-- start of Input for this task --
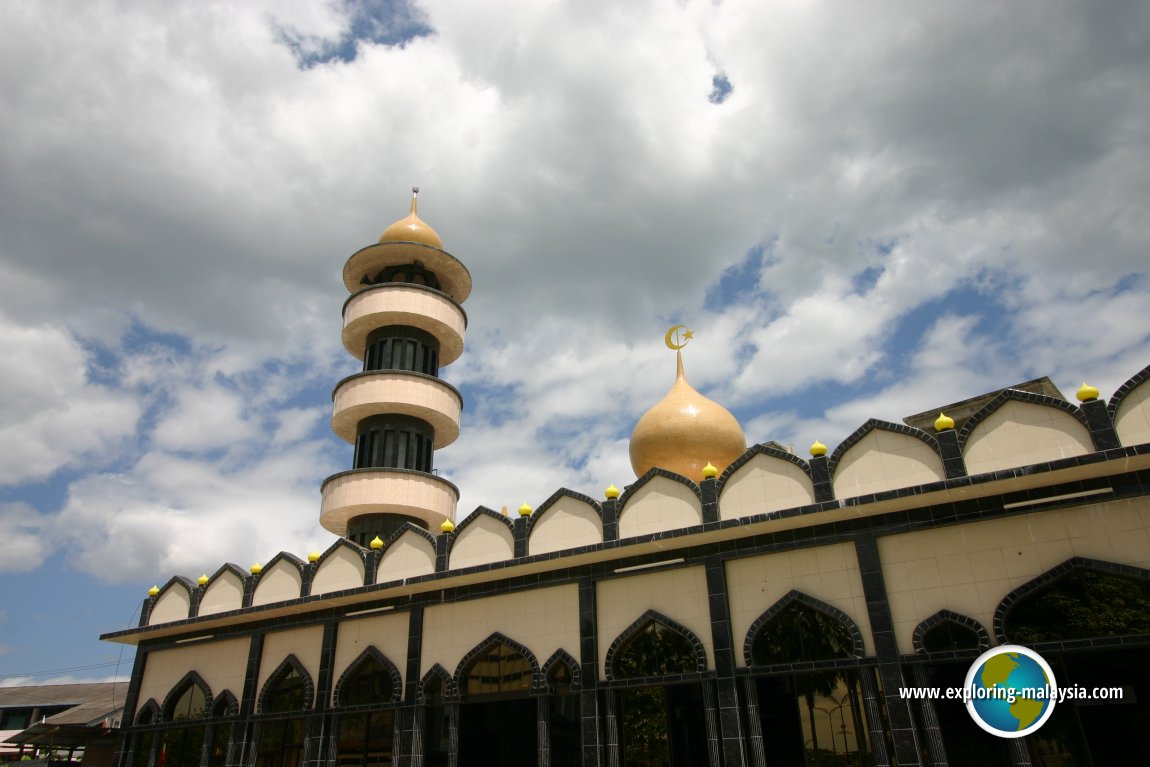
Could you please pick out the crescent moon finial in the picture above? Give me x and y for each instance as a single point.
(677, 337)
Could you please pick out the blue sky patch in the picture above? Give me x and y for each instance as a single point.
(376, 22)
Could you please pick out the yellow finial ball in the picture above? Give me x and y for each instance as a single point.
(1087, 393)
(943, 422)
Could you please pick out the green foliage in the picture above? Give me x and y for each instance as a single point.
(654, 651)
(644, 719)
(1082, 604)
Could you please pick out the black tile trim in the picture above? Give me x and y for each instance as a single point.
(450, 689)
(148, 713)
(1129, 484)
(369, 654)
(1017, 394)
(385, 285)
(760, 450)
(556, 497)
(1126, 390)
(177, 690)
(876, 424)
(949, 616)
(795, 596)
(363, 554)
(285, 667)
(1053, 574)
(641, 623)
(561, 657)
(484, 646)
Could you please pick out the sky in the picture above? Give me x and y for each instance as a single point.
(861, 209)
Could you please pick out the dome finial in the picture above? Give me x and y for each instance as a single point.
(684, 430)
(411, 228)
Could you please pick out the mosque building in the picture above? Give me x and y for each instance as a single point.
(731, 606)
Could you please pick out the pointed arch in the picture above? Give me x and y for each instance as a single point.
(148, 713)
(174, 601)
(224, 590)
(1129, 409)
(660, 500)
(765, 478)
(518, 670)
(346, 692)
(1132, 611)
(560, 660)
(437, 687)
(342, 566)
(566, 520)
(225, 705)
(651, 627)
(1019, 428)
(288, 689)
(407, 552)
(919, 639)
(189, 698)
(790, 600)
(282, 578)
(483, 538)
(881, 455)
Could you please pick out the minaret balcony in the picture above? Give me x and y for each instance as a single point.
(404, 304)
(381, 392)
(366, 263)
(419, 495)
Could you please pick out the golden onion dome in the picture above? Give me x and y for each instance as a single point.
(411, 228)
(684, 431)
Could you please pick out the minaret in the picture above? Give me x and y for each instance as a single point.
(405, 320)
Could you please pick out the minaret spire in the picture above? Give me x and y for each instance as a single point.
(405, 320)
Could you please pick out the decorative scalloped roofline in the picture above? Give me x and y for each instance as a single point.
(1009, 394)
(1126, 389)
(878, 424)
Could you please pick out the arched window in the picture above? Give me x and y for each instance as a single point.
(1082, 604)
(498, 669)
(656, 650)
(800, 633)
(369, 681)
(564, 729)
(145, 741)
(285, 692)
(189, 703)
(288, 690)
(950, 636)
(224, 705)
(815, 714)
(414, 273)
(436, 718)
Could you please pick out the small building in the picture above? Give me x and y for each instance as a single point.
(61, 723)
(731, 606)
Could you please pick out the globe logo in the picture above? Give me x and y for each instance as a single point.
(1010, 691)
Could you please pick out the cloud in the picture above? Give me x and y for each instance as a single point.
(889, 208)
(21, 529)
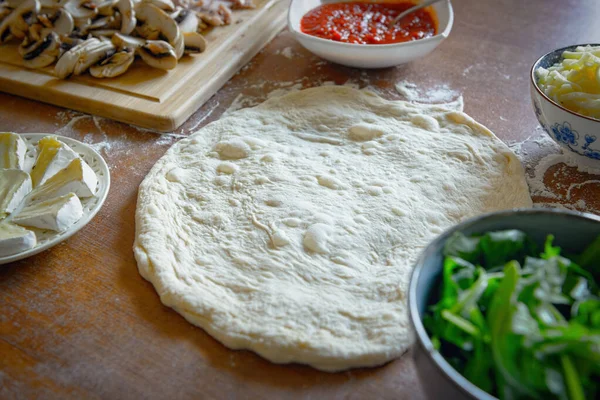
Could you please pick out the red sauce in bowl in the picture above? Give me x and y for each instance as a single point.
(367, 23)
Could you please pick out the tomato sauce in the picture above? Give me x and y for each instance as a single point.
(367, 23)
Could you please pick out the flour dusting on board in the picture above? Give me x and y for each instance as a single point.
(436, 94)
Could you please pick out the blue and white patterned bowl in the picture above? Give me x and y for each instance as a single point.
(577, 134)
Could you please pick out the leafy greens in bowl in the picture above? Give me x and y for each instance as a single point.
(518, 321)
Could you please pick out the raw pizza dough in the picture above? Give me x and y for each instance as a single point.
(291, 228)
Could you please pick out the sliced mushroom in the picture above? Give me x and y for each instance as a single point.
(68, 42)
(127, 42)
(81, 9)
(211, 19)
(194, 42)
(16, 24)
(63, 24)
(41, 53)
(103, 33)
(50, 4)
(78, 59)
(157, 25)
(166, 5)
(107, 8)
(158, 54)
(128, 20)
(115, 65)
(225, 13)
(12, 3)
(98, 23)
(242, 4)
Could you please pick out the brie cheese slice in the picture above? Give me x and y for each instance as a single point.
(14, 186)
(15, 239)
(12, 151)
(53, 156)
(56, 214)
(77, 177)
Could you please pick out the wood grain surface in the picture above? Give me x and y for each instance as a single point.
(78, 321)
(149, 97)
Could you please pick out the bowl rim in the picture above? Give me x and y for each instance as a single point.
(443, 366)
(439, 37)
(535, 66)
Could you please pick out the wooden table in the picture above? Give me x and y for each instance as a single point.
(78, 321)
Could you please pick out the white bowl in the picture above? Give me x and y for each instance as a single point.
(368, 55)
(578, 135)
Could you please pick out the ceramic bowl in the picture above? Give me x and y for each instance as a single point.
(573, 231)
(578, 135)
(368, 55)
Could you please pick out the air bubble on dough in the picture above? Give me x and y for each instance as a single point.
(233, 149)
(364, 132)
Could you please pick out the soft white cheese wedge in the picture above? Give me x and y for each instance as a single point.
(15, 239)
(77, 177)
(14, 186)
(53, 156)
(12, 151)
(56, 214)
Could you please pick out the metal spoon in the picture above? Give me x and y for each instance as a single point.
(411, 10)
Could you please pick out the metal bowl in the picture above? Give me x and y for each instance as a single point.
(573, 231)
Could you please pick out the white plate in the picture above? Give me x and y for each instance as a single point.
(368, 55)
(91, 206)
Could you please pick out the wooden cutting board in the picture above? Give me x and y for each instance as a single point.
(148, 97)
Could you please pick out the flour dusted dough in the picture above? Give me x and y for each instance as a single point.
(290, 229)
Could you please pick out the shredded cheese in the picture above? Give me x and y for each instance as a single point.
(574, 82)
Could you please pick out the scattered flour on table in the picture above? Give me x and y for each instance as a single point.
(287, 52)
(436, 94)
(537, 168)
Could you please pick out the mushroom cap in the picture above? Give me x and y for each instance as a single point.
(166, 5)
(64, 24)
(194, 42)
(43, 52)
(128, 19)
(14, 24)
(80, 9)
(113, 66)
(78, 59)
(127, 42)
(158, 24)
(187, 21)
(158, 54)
-- end of Input for this task --
# Task description
Reproduce every record above exactly, but leave out the pictures.

# Response to the exercise
Could you please pick out the crescent moon finial in the picture above? Give me x and y for each instance as a single point.
(677, 337)
Could you please pick out the blue sky patch in the picture above? Give me x and y for each instance as a single point.
(376, 22)
Could you please pick out the yellow finial ball in the picture above? Give me x and y for each instance as a single point.
(1087, 393)
(943, 422)
Could you please pick out the green foliage in the picture above? Give me x and y for each instance as a single point.
(654, 651)
(644, 719)
(1082, 604)
Could you please pick out the black tile trim in the picture above? Give me x and y for each instance as a single point.
(450, 689)
(148, 713)
(1129, 484)
(369, 654)
(1017, 394)
(385, 285)
(760, 450)
(556, 497)
(1126, 390)
(177, 690)
(876, 424)
(949, 616)
(795, 596)
(363, 554)
(285, 667)
(1053, 574)
(641, 623)
(561, 657)
(484, 646)
Could you please pick out the sky in the picture above? Give me x and y for each instance as a single point.
(861, 209)
Could you please pick out the dome finial in the picture above? Give me x and y for each instance as a single point.
(684, 430)
(411, 228)
Could you please pick out the mosque building in the picture above? Give me x and y for each instance as a single point.
(731, 606)
Could you please pick out the pointed arch in the picture above? Give me x and y for each instance as a single point.
(148, 713)
(174, 601)
(224, 590)
(1129, 409)
(660, 500)
(765, 478)
(518, 670)
(346, 692)
(1132, 611)
(560, 660)
(437, 687)
(342, 566)
(566, 520)
(225, 705)
(651, 627)
(1019, 428)
(288, 689)
(407, 552)
(919, 639)
(189, 698)
(790, 600)
(282, 578)
(483, 538)
(881, 455)
Could you please pick out the minaret balcony in the picture above? Give me x and y for each instance as a single point.
(404, 304)
(381, 392)
(366, 263)
(419, 495)
Could you please pick out the golden onion dome in the picture above? Give me x and y for each instance as a single point.
(411, 228)
(684, 431)
Could you please pick out the minaret in the picture above? Give me x and y for each instance as a single point.
(405, 320)
Could you please pick out the minaret spire in the picture above? Give me x and y for each instance as a single point.
(405, 320)
Could you please pick out the decorative scalloped roofline in the picture above? Give me x and y for each instance as a single point.
(1009, 394)
(1126, 389)
(878, 424)
Could you please pick out the arched window in the picture above? Give me x and y for each instance as a single point.
(1082, 604)
(498, 669)
(656, 650)
(800, 633)
(369, 681)
(564, 729)
(145, 741)
(285, 692)
(189, 703)
(288, 690)
(950, 636)
(224, 705)
(815, 714)
(414, 273)
(436, 718)
Could you please pick out the small building in the picture above? Give me x and y for each instance as a single point.
(61, 723)
(731, 606)
Could you please pick out the globe logo in the picture above? Give me x and y for each instance as a single point.
(1010, 691)
Could you please pick out the cloud in the picture above? Give me x and y for each instance as a single point.
(889, 208)
(21, 529)
Could you please pick out the red sauce in bowl in the picture above? Give me x and y for each instance as a single point.
(367, 23)
Could you please pick out the tomato sauce in the picture above? Give me x and y for each instance as a single point.
(367, 23)
Could you please pick out the flour dusting on board in the picture above? Give me x and y for each instance as a single point.
(436, 94)
Could you please pick out the blue and white patterned bowl in the picture above? Give me x and y for each instance as a single point.
(577, 134)
Could you please pick out the leafy greens in bowl in the picture above? Give me x and y for each instance as a single point.
(518, 321)
Could you please pick out the raw pizza dough in the picture above? Give me x and y for each instance as a single point.
(291, 228)
Could you please pick out the sliced mushroom in the picture above? Give me x and y for each instance as a single point.
(68, 42)
(127, 42)
(81, 9)
(211, 19)
(194, 42)
(16, 24)
(63, 24)
(41, 53)
(103, 33)
(50, 4)
(78, 59)
(157, 25)
(166, 5)
(107, 8)
(158, 54)
(128, 20)
(115, 65)
(225, 13)
(12, 3)
(98, 23)
(242, 4)
Could you please pick out the brie cheese slice in the picture above? Give me x and y for each instance as a single point.
(14, 186)
(15, 239)
(12, 151)
(53, 156)
(56, 214)
(77, 177)
Could you please pick out the wood grain surface in the picture above? Give me x and y for each instance as a single point.
(78, 321)
(149, 97)
Could you please pick out the bowl rim in the picture above? Give me x and y for each instance as a single point.
(443, 366)
(439, 37)
(535, 66)
Could you please pick out the wooden table in the picture above? Give me x and y for each instance as a single point.
(78, 321)
Could you please pick out the white bowl in the picture above? Give me x and y for each instance as a single point.
(368, 55)
(578, 135)
Could you please pick out the ceramic bowl in the picture above? Give me x and y for each instance as a single point.
(573, 231)
(578, 135)
(368, 55)
Could you please pick out the air bubble on dough in the picture above? Give me x and y for each instance as a single point.
(233, 149)
(364, 132)
Could you please pick out the soft white cheese wedge in the picture above? Give me x and y for each instance as a single point.
(15, 239)
(77, 177)
(14, 186)
(53, 156)
(12, 151)
(56, 214)
Could you please pick out the metal spoon in the picture above? Give me x and y for each instance as a single point.
(411, 10)
Could you please pick out the metal bowl in the picture above? Give me x and y for each instance as a single point.
(573, 231)
Could you please pick out the white plate in the picture above? Give me x and y for each instance as a single point.
(368, 55)
(91, 206)
Could you please pick out the wooden cutting board in the picture above? Give me x and y for each instance as a single point.
(148, 97)
Could you please pick out the flour dusted dough in the picture above? Give me x and y for each instance as a single point.
(290, 229)
Could you please pick out the shredded cheese in the picture above? Give me x and y for each instance as a single point.
(574, 82)
Could you please pick out the scattered flour on table in the picture above? Give me x and y for each instance as a single point.
(287, 52)
(436, 94)
(537, 168)
Could you please pick out the mushroom cap in the picture above? Give me x and y for each instance as a single point.
(166, 5)
(64, 24)
(194, 42)
(43, 52)
(128, 19)
(14, 24)
(80, 9)
(113, 66)
(78, 59)
(127, 42)
(158, 24)
(187, 21)
(158, 54)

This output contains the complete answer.